* _Consigne écrite a_
Relevez toutes les personnes que le passage fourni désigne à la fois par leur prénom et par leur nom.

* _Passage fourni_
On le voit, les concepts abordés sont nombreux et naturellement extrêmement importants lorsqu'on se propose d'étudier de tels sujets. La formation philosophique de l'auteure est d'un grand secours en la matière. C'est en cela que l'ouvrage est intéressant.

Mais ce prisme philosophique est aussi une grande faiblesse.

GM ne fait aucun recours aux travaux des scientifiques qui ont déjà alimenté ce débat complexe : je pense au physicien Boltzmann, longuement repris pas l'immense Ilya Prigogine, et qui a puissamment montré que seul l'outil statistique permet de rendre compte de certains phénomènes non pas comme une approximation construite mais comme seul outil scientifique compatible avec la complexité du phénomène observé. Et je pense naturellement aux travaux du sociologue Gérald Bronner et à ses fameux biais cognitifs. Difficile de comprendre ce qui est à l'oeuvre sans une connaissance de ces biais.
Et puis lorsqu'on parle de « virtualisation du monde », il est quand même étonnant de ne pas citer Ray Kurzweil et le fameux postulat de Moore. Dès 2005, tout ou presque a été dit sur les conséquences inévitables de la numérisation du monde et notamment des processus de production numérique de l'information. Étonnant !

GM voit juste lorsqu'elle dit que « la souffrance sociale [naît souvent] du désir de « simple » ». Oui, le monde est atrocement complexe, c'est pourquoi le désir de vérités simples n'y trouve jamais son compte. « Je me demande, écrit GM, si ce n'est pas plutôt, ou avant tout, la détestation du monde tel qu'il va ; avec son incertitude, qui s'épanche jusqu'à produire une incessante difficulté à juger ; aves ses « matériaux factuels » qui inquiètent tout raisonnement simple, [et qui créent] cette « souffrance » […] ».

L'auteure termine sur ce facteur explicatif majeur de la « crise » du journalisme actuelle qu'est la notion de « monde hostile ».

Réfléchissant aux mêmes sujets, Alain Duhamel, dans son dernier ouvrage propose l'explication suivante : le monde évolue à très grande vitesse. Chacun est soumis à un torrent planétaire d'informations instantanées que personne ne peut vraiment absorber à l'exception des esprits bien « préparés », écrit-il. Seuls ceux-ci semblent en mesure de faire face à ce phénomène sans en conclure que le « monde est nécessairement hostile ». Une explication que GM aurait pu fournir tant elle connaît bien ces sujets.

En conclusion, un ouvrage un peu curieux, touffus, riche, utile par ces temps de réseaux sociaux envahissants, mais qui se perd quelque peu dans les méandres de considérations philosophiques très – trop ? – nombreuses et dans une absence de considération – ou de connaissance ? – des outils scientifiques mis à notre disposition par les chercheurs des deux derniers siècles.

* _Données de travail_
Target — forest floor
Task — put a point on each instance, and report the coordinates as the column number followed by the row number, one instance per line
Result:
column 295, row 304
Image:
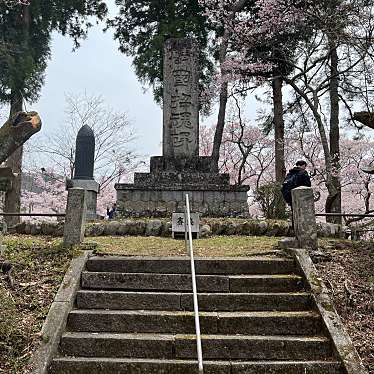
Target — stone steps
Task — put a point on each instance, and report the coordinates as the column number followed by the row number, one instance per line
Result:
column 178, row 265
column 248, row 323
column 134, row 315
column 237, row 347
column 182, row 282
column 84, row 365
column 130, row 300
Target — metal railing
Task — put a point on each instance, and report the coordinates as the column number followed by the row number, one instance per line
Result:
column 189, row 246
column 32, row 214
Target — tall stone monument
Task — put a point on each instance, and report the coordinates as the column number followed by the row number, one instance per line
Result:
column 180, row 169
column 84, row 170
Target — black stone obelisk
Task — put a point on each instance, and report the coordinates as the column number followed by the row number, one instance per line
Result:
column 85, row 154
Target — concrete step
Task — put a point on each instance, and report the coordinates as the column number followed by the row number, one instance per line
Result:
column 222, row 347
column 182, row 282
column 178, row 322
column 102, row 365
column 96, row 299
column 181, row 265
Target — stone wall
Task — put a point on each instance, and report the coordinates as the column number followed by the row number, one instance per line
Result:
column 161, row 227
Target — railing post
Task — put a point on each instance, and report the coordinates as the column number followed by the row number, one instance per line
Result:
column 75, row 216
column 194, row 289
column 304, row 217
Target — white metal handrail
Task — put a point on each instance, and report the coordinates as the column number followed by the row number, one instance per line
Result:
column 194, row 287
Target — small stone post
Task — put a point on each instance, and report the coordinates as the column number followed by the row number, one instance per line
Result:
column 304, row 217
column 75, row 216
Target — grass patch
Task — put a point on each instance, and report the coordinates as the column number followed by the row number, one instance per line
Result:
column 220, row 246
column 39, row 265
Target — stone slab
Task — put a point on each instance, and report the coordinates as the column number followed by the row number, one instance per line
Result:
column 286, row 367
column 141, row 321
column 96, row 299
column 181, row 265
column 304, row 217
column 84, row 365
column 265, row 283
column 88, row 299
column 166, row 178
column 75, row 217
column 149, row 281
column 242, row 347
column 249, row 301
column 117, row 345
column 269, row 323
column 181, row 99
column 182, row 187
column 182, row 322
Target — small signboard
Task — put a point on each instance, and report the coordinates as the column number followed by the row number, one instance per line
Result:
column 178, row 224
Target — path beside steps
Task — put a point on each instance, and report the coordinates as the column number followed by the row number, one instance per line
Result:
column 134, row 315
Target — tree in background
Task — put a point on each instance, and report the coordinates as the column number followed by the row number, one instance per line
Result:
column 142, row 26
column 114, row 157
column 25, row 36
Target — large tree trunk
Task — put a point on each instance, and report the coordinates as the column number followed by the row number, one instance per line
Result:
column 223, row 95
column 280, row 167
column 333, row 202
column 12, row 202
column 233, row 9
column 220, row 126
column 16, row 131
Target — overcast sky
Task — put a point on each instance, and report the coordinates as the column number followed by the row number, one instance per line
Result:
column 97, row 67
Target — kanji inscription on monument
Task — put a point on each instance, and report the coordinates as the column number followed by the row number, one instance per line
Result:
column 181, row 99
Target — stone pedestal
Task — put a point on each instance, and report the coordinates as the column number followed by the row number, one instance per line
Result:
column 304, row 217
column 75, row 216
column 92, row 189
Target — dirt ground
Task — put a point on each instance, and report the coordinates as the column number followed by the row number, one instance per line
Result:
column 349, row 274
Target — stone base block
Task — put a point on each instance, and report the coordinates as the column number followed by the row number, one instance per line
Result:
column 134, row 201
column 173, row 178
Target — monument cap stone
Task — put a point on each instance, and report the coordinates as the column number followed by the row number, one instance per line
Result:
column 85, row 153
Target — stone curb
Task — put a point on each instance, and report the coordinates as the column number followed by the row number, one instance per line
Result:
column 55, row 322
column 341, row 340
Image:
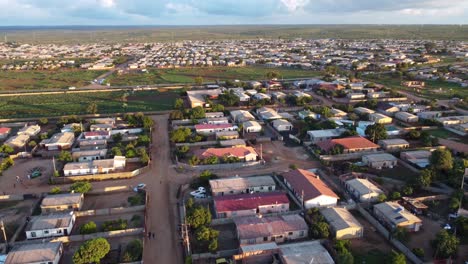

* _Consigne écrite b_
Restituez telles quelles les lignes des entrées, de celle qui contient « Target — monument cap stone » jusqu'à la fin des entrées, ces deux bornes comprises. Laissez l'image hors de votre réponse.

* _Réponse complète a_
Ilya Prigogine
Gérald Bronner
Ray Kurzweil
Alain Duhamel

* _Réponse complète b_
Target — monument cap stone
Task — put a point on each instance, and report the coordinates as the column number followed by the row number, one instance per line
Result:
column 85, row 153
Target — stone curb
Task — put a point on each instance, and report the coordinates as the column number followed by the row number, one instance per line
Result:
column 55, row 322
column 341, row 340
Image:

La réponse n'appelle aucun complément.